*Work to be completed:*
Each entry that follows is to be copied exactly, minus any pictures.

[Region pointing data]
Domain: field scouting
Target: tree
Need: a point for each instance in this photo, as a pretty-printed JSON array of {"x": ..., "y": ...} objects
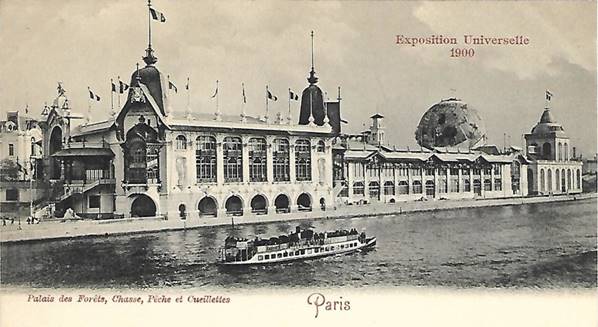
[{"x": 9, "y": 171}]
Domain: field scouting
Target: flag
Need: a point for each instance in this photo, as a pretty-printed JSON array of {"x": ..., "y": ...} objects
[
  {"x": 215, "y": 92},
  {"x": 293, "y": 96},
  {"x": 172, "y": 87},
  {"x": 271, "y": 97},
  {"x": 93, "y": 96},
  {"x": 244, "y": 98},
  {"x": 156, "y": 15},
  {"x": 122, "y": 87}
]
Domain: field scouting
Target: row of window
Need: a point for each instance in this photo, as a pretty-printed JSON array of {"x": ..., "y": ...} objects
[
  {"x": 286, "y": 254},
  {"x": 205, "y": 159},
  {"x": 388, "y": 171},
  {"x": 403, "y": 186}
]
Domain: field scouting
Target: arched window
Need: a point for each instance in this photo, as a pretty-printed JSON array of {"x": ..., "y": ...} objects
[
  {"x": 358, "y": 188},
  {"x": 181, "y": 142},
  {"x": 417, "y": 187},
  {"x": 542, "y": 181},
  {"x": 257, "y": 160},
  {"x": 547, "y": 151},
  {"x": 302, "y": 160},
  {"x": 560, "y": 151},
  {"x": 404, "y": 187},
  {"x": 389, "y": 188},
  {"x": 374, "y": 188},
  {"x": 233, "y": 159},
  {"x": 205, "y": 159},
  {"x": 321, "y": 146},
  {"x": 281, "y": 159}
]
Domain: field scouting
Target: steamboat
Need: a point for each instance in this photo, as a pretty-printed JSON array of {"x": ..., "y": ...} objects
[{"x": 300, "y": 245}]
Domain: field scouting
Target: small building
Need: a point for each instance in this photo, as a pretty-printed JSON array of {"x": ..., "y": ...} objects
[{"x": 553, "y": 168}]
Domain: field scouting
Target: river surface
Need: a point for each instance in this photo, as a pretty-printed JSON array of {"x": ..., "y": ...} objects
[{"x": 550, "y": 245}]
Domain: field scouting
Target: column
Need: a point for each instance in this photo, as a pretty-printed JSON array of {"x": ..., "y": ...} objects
[
  {"x": 269, "y": 161},
  {"x": 219, "y": 161},
  {"x": 245, "y": 154}
]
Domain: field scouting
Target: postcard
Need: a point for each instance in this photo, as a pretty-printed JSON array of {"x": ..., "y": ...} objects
[{"x": 304, "y": 162}]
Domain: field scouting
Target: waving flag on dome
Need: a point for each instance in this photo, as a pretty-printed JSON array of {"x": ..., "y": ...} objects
[
  {"x": 172, "y": 87},
  {"x": 156, "y": 15},
  {"x": 92, "y": 95},
  {"x": 293, "y": 96}
]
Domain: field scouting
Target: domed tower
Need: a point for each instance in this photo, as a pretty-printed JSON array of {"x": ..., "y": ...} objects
[
  {"x": 547, "y": 140},
  {"x": 312, "y": 98},
  {"x": 450, "y": 123}
]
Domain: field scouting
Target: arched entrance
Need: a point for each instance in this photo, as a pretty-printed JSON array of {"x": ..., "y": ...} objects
[
  {"x": 207, "y": 207},
  {"x": 182, "y": 211},
  {"x": 304, "y": 202},
  {"x": 234, "y": 206},
  {"x": 282, "y": 203},
  {"x": 430, "y": 188},
  {"x": 143, "y": 206},
  {"x": 55, "y": 146},
  {"x": 259, "y": 204}
]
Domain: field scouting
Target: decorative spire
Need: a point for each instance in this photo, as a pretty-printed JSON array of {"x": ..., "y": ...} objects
[
  {"x": 313, "y": 79},
  {"x": 149, "y": 58}
]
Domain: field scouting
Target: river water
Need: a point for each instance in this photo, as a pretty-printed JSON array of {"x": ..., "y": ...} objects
[{"x": 550, "y": 245}]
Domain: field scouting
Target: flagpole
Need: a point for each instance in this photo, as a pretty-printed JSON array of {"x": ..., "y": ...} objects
[
  {"x": 88, "y": 106},
  {"x": 289, "y": 116},
  {"x": 243, "y": 113},
  {"x": 266, "y": 117},
  {"x": 118, "y": 95},
  {"x": 112, "y": 90}
]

*Answer section:*
Domain: field scouting
Target: tree
Need: a point for each instance in this photo, as a pretty-printed JSON array of {"x": ..., "y": ...} objects
[{"x": 9, "y": 171}]
Domain: field scouting
Target: flag
Need: a point for each instance in this photo, as a pretty-printed JSON array of {"x": ..., "y": ...} objects
[
  {"x": 215, "y": 92},
  {"x": 293, "y": 96},
  {"x": 172, "y": 87},
  {"x": 271, "y": 97},
  {"x": 93, "y": 96},
  {"x": 244, "y": 98},
  {"x": 156, "y": 15},
  {"x": 122, "y": 87}
]
Domain: field scouting
Target: row of window
Need: a point for each instance in this photo, as a pretty-printed JSON array of {"x": ..., "y": ...} objects
[
  {"x": 286, "y": 254},
  {"x": 205, "y": 159},
  {"x": 388, "y": 171},
  {"x": 403, "y": 186}
]
Domain: field scouting
Target: arched window
Need: a point for each instance in this photo, as a pretty-printed JSON array of {"x": ..., "y": ...} objects
[
  {"x": 358, "y": 188},
  {"x": 181, "y": 142},
  {"x": 417, "y": 187},
  {"x": 542, "y": 181},
  {"x": 257, "y": 160},
  {"x": 547, "y": 151},
  {"x": 302, "y": 160},
  {"x": 560, "y": 151},
  {"x": 404, "y": 187},
  {"x": 389, "y": 188},
  {"x": 374, "y": 188},
  {"x": 233, "y": 159},
  {"x": 205, "y": 159},
  {"x": 321, "y": 146},
  {"x": 281, "y": 159}
]
Domain: field scouting
Target: steamboat
Need: a point for each instance in this photo, as a pretty-printed JSON array of {"x": ..., "y": ...} objects
[{"x": 300, "y": 245}]
Domain: field scouting
Target: small building
Need: a point for each instance in this photo, as a pretty-printed JSON array of {"x": ..., "y": ...} objects
[{"x": 553, "y": 168}]
Domain: field scouting
Target: river surface
Need: a point for each instance in this photo, as a pretty-printed JSON array of {"x": ..., "y": ...} objects
[{"x": 550, "y": 245}]
Domain: field scouting
Target: column
Need: a point for each instance in this photo, as a pretty-printed JSON array of {"x": ..., "y": ...} objects
[
  {"x": 269, "y": 161},
  {"x": 219, "y": 161},
  {"x": 245, "y": 154}
]
Domain: field scouting
Target: postcard
Need: a point for each instance in this photo, as a pretty-printed JSON array of {"x": ..., "y": ...} objects
[{"x": 304, "y": 162}]
Domain: field scouting
Target: waving flag on dome
Need: a point for each instance in this photo, as a pretty-printed JSON array of {"x": ..., "y": ...} objects
[
  {"x": 172, "y": 87},
  {"x": 156, "y": 15},
  {"x": 92, "y": 95},
  {"x": 293, "y": 96}
]
Domain: field scouting
Target: domed tower
Need: a point for each instance in this photo, as a pretty-printed JSON array of {"x": ..., "y": ...} objects
[
  {"x": 547, "y": 140},
  {"x": 312, "y": 98},
  {"x": 450, "y": 123}
]
Domain: field scouting
Target: arched entrance
Need: a point for each instance in this photo, as a pretty-printed JSON array of {"x": ..., "y": ...} objects
[
  {"x": 207, "y": 207},
  {"x": 182, "y": 211},
  {"x": 304, "y": 202},
  {"x": 234, "y": 206},
  {"x": 282, "y": 203},
  {"x": 430, "y": 188},
  {"x": 143, "y": 206},
  {"x": 55, "y": 146},
  {"x": 259, "y": 204}
]
Domain: field scouting
Target: decorative spire
Need: a point for each instance in this photo, as a pretty-printed JSON array of {"x": ..., "y": ...} objects
[
  {"x": 313, "y": 79},
  {"x": 149, "y": 58}
]
Domain: field scouting
Target: river water
Need: a point for each instance in this photo, as a pretty-printed JSON array of {"x": ..., "y": ...} objects
[{"x": 550, "y": 245}]
Domain: field scouting
Target: flagpole
Need: a point for each instance in this photo, as a pretty-printed JSON array of {"x": ..., "y": ...} objects
[
  {"x": 88, "y": 106},
  {"x": 289, "y": 116},
  {"x": 243, "y": 113},
  {"x": 266, "y": 117},
  {"x": 118, "y": 95},
  {"x": 112, "y": 90}
]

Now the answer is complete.